• Required work: Put the entries below into a two-column CSV with the header entry_text,answer, one row per entry. Give each entry's text and its answer in their own quoted fields, with line breaks replaced by spaces.

= = = = = = =

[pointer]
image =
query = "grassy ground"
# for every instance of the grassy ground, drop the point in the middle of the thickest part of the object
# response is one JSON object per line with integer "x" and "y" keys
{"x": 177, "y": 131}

= = = = = = =

• Answer to this problem:
entry_text,answer
"[pointer] image = query = ""grassy ground"" # for every instance of the grassy ground, drop the point in the middle of the thickest part of the object # response is one JSON object per line with integer ""x"" and ""y"" keys","{""x"": 177, ""y"": 131}"